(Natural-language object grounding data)
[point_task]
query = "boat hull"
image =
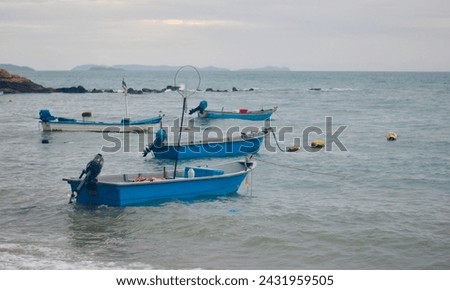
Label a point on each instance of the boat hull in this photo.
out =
(209, 149)
(121, 194)
(80, 126)
(252, 116)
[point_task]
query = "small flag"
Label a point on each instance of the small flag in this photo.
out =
(124, 86)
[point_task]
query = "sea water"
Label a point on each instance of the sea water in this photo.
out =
(368, 204)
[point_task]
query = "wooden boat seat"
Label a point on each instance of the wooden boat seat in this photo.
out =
(203, 171)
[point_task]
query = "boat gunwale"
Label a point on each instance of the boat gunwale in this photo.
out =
(169, 180)
(259, 112)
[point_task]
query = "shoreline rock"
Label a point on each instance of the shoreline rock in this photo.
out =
(15, 84)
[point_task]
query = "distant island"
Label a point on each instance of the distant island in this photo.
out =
(15, 68)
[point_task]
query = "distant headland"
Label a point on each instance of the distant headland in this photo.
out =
(15, 84)
(138, 67)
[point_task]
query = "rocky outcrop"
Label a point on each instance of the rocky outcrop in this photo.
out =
(71, 90)
(12, 84)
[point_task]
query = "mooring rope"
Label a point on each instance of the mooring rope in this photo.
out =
(276, 141)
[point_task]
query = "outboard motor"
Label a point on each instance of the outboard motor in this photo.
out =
(46, 116)
(201, 108)
(160, 137)
(91, 171)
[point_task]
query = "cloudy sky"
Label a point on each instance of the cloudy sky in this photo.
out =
(299, 34)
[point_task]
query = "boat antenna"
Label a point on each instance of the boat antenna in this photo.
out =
(185, 93)
(125, 91)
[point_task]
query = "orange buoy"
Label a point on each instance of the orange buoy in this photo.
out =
(292, 148)
(391, 136)
(318, 143)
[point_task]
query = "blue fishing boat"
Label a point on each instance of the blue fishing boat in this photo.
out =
(52, 123)
(153, 188)
(246, 143)
(243, 114)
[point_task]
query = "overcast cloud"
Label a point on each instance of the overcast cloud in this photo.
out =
(299, 34)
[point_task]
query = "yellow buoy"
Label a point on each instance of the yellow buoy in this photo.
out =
(318, 143)
(391, 136)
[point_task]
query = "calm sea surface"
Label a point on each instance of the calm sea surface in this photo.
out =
(374, 205)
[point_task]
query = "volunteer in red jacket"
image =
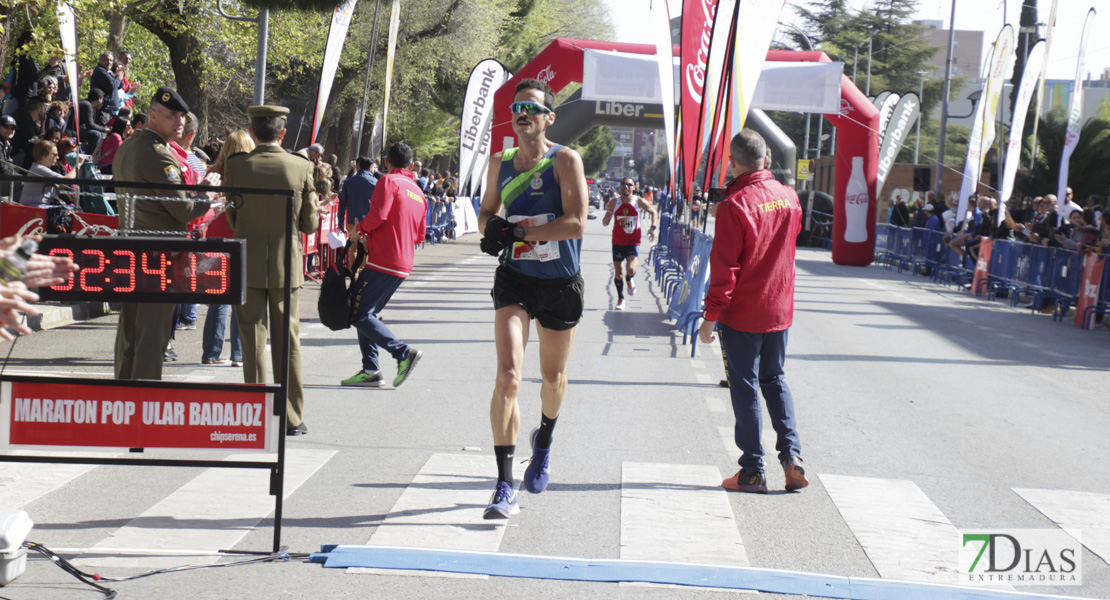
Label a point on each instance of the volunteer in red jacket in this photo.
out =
(390, 233)
(750, 302)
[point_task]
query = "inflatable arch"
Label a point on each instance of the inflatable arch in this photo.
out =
(857, 124)
(857, 136)
(576, 117)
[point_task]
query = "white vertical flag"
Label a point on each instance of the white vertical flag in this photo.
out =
(886, 111)
(756, 21)
(982, 128)
(67, 27)
(664, 54)
(1026, 89)
(1040, 84)
(477, 115)
(341, 21)
(1075, 117)
(390, 54)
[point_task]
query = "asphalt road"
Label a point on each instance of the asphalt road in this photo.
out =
(922, 413)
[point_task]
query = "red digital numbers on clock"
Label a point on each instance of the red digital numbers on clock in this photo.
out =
(160, 271)
(220, 272)
(69, 281)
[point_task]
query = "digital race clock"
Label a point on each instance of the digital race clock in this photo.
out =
(158, 270)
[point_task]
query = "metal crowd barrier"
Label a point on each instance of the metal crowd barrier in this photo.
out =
(1049, 276)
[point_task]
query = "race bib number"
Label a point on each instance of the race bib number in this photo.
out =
(534, 251)
(627, 223)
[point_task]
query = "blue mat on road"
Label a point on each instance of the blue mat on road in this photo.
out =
(613, 570)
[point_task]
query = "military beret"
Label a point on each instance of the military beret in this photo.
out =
(170, 99)
(266, 110)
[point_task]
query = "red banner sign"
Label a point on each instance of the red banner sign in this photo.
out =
(982, 265)
(49, 414)
(18, 220)
(1089, 286)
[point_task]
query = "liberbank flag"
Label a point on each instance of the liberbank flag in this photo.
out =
(477, 115)
(1026, 89)
(67, 27)
(390, 54)
(982, 128)
(341, 21)
(756, 21)
(1075, 117)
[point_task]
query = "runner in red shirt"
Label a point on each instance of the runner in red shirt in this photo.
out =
(752, 295)
(626, 236)
(390, 233)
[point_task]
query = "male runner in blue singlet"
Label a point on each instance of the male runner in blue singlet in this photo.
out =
(542, 189)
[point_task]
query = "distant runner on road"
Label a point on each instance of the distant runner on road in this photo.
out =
(543, 190)
(626, 235)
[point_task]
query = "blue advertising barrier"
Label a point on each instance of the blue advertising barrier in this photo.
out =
(1051, 276)
(686, 302)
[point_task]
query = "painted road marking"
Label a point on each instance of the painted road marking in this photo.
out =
(904, 534)
(1083, 515)
(442, 508)
(211, 512)
(677, 512)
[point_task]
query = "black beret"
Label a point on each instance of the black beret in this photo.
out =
(170, 99)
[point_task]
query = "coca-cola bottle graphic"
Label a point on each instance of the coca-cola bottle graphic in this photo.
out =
(856, 201)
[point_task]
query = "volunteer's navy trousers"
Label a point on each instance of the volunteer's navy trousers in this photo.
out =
(754, 364)
(375, 288)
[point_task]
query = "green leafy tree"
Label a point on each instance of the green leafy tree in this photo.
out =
(596, 148)
(1087, 173)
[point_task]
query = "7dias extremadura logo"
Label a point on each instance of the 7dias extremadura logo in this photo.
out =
(1021, 557)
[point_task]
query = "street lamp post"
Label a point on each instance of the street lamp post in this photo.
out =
(868, 91)
(260, 52)
(944, 100)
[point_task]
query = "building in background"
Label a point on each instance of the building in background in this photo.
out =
(967, 54)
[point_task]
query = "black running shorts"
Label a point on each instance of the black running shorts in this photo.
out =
(556, 304)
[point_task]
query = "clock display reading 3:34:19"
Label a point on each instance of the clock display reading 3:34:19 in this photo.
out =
(154, 270)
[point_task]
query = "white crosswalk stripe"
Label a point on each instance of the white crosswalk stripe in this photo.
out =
(1083, 515)
(677, 512)
(23, 482)
(442, 508)
(213, 511)
(904, 534)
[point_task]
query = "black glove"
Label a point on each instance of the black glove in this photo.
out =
(502, 231)
(491, 246)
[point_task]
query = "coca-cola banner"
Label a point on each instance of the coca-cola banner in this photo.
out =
(696, 36)
(1026, 89)
(1075, 117)
(896, 130)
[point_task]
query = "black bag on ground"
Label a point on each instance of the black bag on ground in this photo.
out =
(334, 303)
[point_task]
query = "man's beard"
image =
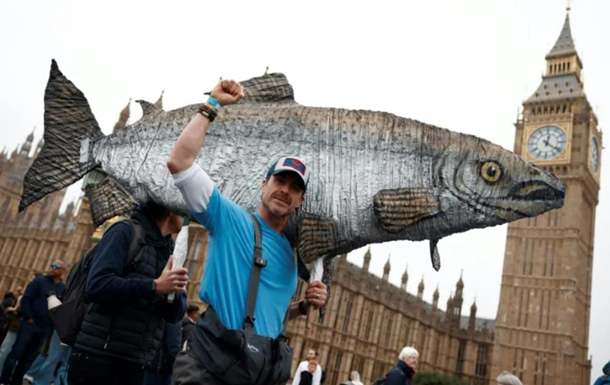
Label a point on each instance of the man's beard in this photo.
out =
(282, 215)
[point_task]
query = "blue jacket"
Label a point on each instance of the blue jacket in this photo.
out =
(34, 302)
(402, 374)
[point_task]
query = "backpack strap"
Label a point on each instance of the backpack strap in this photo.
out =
(258, 262)
(136, 243)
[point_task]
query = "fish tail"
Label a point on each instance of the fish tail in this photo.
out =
(69, 131)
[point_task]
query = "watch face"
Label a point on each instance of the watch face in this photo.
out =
(547, 142)
(594, 160)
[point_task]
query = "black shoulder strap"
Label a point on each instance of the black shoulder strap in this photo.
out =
(258, 263)
(137, 242)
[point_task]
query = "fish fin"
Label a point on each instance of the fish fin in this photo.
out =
(318, 237)
(107, 199)
(271, 88)
(148, 108)
(69, 130)
(398, 209)
(434, 255)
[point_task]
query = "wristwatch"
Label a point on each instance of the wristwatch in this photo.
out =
(303, 307)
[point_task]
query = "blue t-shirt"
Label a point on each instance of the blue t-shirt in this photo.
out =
(229, 263)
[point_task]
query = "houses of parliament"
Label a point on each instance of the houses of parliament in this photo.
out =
(541, 329)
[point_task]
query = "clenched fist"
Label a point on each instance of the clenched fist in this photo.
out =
(227, 92)
(316, 294)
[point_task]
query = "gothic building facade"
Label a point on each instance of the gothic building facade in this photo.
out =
(541, 329)
(543, 317)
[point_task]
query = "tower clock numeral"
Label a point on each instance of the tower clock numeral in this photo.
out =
(547, 142)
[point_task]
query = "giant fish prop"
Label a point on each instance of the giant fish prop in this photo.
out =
(375, 177)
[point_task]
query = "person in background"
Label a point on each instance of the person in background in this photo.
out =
(36, 325)
(354, 379)
(14, 314)
(7, 302)
(404, 371)
(188, 322)
(312, 354)
(605, 378)
(123, 328)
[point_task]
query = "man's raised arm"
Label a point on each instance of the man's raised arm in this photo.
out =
(189, 143)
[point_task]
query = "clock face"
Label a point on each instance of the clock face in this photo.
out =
(547, 142)
(594, 160)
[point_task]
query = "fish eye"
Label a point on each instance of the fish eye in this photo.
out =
(491, 171)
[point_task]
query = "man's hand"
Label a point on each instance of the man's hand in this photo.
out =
(227, 92)
(171, 281)
(316, 294)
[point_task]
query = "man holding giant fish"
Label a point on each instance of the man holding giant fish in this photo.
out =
(378, 178)
(225, 286)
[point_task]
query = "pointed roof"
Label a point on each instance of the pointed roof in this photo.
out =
(460, 283)
(405, 275)
(159, 102)
(30, 137)
(564, 44)
(387, 267)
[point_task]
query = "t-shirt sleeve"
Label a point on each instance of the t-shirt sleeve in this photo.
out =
(196, 187)
(203, 199)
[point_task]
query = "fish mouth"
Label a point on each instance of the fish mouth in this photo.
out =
(538, 191)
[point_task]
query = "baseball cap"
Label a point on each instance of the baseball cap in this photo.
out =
(290, 163)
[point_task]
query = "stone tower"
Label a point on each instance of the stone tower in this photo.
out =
(542, 325)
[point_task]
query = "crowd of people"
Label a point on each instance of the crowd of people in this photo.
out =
(132, 333)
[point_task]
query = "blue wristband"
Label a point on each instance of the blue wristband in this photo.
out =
(214, 102)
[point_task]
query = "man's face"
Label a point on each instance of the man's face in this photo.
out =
(311, 354)
(194, 315)
(175, 223)
(283, 193)
(411, 362)
(57, 269)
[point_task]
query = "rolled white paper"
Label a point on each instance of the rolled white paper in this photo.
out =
(317, 269)
(180, 251)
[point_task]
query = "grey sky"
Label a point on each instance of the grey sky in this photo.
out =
(463, 65)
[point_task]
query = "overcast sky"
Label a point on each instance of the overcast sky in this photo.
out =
(463, 65)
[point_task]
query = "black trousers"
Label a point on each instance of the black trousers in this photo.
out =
(30, 338)
(87, 369)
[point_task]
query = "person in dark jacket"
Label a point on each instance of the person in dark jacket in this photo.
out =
(605, 379)
(124, 325)
(36, 325)
(188, 322)
(160, 372)
(403, 372)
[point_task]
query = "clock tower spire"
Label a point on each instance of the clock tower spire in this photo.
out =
(542, 325)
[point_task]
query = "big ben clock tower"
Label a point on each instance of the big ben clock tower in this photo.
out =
(542, 325)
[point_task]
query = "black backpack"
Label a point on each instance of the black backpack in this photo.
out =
(68, 317)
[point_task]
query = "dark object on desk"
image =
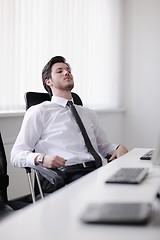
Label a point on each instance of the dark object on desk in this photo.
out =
(128, 175)
(117, 213)
(148, 155)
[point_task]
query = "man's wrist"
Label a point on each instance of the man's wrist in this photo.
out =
(39, 159)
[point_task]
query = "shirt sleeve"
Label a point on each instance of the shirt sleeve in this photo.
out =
(104, 145)
(22, 154)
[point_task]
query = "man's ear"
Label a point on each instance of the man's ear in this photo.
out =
(49, 82)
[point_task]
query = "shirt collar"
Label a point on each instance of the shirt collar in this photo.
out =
(60, 101)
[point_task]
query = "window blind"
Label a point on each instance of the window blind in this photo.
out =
(86, 32)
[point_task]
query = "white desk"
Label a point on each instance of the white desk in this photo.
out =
(58, 216)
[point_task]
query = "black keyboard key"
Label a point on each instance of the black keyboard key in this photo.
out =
(147, 155)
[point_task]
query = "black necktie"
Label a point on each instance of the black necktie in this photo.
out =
(90, 148)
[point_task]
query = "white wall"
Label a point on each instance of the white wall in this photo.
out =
(141, 72)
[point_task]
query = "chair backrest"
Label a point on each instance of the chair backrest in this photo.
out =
(33, 98)
(4, 178)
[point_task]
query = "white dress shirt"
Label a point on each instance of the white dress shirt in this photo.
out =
(50, 128)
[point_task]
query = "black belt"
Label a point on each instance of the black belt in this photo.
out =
(84, 165)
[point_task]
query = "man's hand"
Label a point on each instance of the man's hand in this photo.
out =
(53, 161)
(121, 150)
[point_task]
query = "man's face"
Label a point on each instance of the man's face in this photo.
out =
(61, 77)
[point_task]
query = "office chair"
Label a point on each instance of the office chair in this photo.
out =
(6, 207)
(42, 175)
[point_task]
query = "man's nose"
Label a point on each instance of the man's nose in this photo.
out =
(66, 72)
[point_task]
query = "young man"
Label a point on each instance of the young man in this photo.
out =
(51, 131)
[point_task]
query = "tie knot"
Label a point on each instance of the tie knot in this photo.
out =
(69, 103)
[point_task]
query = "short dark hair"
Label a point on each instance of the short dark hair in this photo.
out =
(46, 72)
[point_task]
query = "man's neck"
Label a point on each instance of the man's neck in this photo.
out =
(63, 94)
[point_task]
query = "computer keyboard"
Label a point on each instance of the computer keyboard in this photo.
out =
(147, 155)
(128, 175)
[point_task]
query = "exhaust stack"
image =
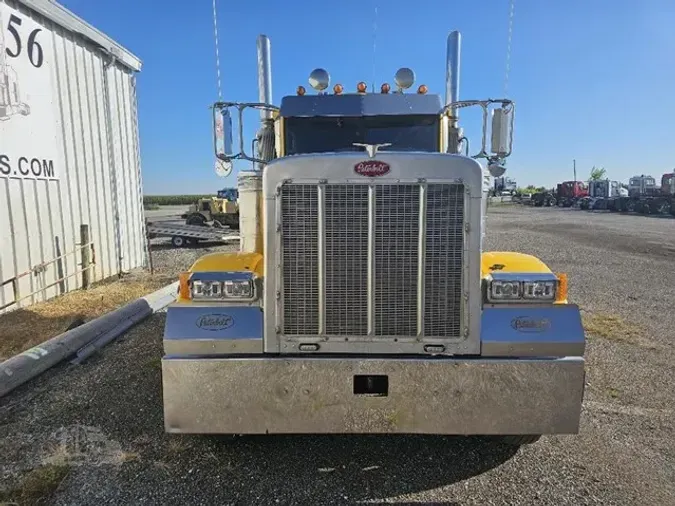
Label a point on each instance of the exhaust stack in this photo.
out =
(264, 75)
(452, 90)
(452, 69)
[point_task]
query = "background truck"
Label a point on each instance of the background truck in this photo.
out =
(569, 193)
(644, 196)
(504, 186)
(220, 211)
(361, 300)
(603, 195)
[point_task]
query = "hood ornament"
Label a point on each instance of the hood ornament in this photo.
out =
(371, 149)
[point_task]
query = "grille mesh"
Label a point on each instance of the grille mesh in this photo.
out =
(346, 225)
(395, 243)
(396, 255)
(443, 260)
(300, 261)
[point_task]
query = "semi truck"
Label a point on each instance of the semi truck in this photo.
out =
(361, 300)
(603, 195)
(645, 196)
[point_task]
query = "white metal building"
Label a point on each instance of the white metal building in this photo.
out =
(69, 153)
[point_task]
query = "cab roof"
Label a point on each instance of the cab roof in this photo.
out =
(357, 104)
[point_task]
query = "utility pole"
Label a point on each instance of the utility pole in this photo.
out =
(575, 169)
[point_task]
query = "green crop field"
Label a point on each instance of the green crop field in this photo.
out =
(172, 200)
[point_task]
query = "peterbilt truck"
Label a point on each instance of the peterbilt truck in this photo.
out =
(361, 300)
(568, 193)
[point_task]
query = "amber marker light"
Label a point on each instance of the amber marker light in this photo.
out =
(184, 285)
(561, 292)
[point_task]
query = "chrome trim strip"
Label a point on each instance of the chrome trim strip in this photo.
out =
(371, 259)
(421, 258)
(321, 254)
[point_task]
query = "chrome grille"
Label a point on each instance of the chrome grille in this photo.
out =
(396, 255)
(383, 260)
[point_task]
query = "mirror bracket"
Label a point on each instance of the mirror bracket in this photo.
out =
(223, 129)
(503, 119)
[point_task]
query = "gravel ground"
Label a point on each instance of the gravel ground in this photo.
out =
(104, 418)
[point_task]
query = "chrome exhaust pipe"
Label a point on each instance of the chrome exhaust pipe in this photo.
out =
(264, 75)
(452, 69)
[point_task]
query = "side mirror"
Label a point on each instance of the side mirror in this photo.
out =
(502, 134)
(496, 170)
(222, 125)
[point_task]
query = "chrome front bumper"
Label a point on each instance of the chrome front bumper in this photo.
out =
(238, 395)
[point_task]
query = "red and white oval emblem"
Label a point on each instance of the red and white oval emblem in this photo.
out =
(372, 168)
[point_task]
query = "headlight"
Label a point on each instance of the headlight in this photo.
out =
(222, 286)
(521, 287)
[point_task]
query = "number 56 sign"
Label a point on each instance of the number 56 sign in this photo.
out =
(28, 101)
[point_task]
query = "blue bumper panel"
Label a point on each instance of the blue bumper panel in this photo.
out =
(549, 331)
(213, 330)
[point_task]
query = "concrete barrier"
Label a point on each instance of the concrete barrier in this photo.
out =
(86, 339)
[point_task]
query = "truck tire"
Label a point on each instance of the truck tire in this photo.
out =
(526, 439)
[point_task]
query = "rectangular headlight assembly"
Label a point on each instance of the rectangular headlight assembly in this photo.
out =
(222, 286)
(522, 287)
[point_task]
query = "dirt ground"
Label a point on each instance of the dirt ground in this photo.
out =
(24, 328)
(93, 433)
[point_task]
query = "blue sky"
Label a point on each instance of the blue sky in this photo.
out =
(593, 80)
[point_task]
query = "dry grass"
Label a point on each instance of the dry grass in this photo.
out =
(613, 328)
(24, 328)
(37, 486)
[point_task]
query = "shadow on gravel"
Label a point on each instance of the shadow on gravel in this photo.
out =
(358, 467)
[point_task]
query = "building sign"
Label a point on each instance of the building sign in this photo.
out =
(28, 147)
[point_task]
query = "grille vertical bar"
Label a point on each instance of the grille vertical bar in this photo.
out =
(300, 259)
(346, 241)
(396, 255)
(444, 260)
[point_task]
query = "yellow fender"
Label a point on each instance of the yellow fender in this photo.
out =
(222, 262)
(512, 261)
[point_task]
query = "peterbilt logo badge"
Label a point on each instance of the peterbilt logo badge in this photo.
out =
(372, 168)
(215, 321)
(527, 324)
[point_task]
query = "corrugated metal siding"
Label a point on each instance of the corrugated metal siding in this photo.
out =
(99, 183)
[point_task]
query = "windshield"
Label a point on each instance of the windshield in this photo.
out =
(325, 135)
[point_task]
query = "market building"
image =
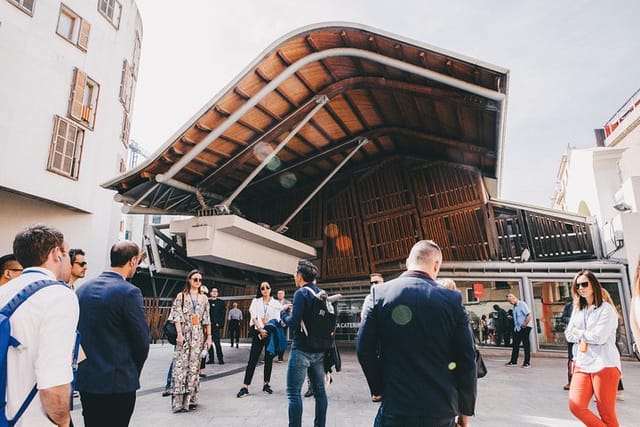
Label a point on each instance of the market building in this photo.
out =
(345, 145)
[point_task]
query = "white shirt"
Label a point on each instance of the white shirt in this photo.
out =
(597, 327)
(45, 325)
(264, 311)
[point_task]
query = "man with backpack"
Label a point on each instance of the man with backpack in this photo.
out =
(35, 369)
(312, 322)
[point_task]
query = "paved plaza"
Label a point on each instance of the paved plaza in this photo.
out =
(506, 396)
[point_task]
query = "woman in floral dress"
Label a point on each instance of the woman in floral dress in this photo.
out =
(190, 313)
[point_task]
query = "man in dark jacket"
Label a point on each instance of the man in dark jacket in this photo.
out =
(416, 349)
(217, 312)
(115, 338)
(304, 360)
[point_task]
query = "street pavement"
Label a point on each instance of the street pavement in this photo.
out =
(507, 396)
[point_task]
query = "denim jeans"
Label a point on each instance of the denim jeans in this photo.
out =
(302, 363)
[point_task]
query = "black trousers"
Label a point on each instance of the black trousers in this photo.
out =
(257, 345)
(234, 330)
(522, 336)
(107, 410)
(215, 337)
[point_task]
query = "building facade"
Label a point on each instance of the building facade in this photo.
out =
(69, 71)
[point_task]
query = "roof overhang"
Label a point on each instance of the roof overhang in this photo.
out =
(307, 102)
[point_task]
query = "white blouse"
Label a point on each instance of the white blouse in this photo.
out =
(597, 328)
(264, 311)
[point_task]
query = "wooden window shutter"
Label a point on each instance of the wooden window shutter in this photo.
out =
(77, 95)
(83, 38)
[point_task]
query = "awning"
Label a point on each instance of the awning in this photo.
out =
(321, 92)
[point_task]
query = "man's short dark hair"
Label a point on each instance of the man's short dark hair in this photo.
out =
(122, 252)
(4, 261)
(33, 244)
(73, 253)
(307, 270)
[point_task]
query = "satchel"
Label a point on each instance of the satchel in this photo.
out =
(481, 368)
(170, 332)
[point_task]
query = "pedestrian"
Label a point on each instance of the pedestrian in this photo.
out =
(304, 359)
(283, 302)
(262, 309)
(597, 370)
(522, 329)
(375, 279)
(190, 313)
(217, 311)
(235, 317)
(78, 266)
(45, 326)
(416, 350)
(10, 268)
(115, 338)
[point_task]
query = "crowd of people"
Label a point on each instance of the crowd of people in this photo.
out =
(413, 331)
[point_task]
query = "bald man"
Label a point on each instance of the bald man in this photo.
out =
(416, 349)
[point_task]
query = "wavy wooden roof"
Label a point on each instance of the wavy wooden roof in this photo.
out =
(339, 83)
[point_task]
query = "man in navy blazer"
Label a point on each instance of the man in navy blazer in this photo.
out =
(115, 338)
(416, 349)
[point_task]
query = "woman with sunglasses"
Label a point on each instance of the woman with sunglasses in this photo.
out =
(592, 329)
(262, 309)
(190, 313)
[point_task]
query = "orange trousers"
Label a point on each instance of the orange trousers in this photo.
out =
(603, 384)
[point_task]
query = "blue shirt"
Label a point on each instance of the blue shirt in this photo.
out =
(302, 299)
(520, 312)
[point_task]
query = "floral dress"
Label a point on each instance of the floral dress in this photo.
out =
(192, 313)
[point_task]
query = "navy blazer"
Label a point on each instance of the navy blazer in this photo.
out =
(114, 335)
(416, 349)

TASK PROMPT: Pick out the lines above that hold the string "barrier" and show them.

RESULT OF THIS TASK:
query = "metal crowd barrier"
Label a point on each instance of the metal crowd barrier in this photo.
query = "blue advertising barrier"
Label a point on each instance of the blue advertising barrier in this photo.
query = "concrete barrier"
Label a point on each instance of the concrete barrier in this photo.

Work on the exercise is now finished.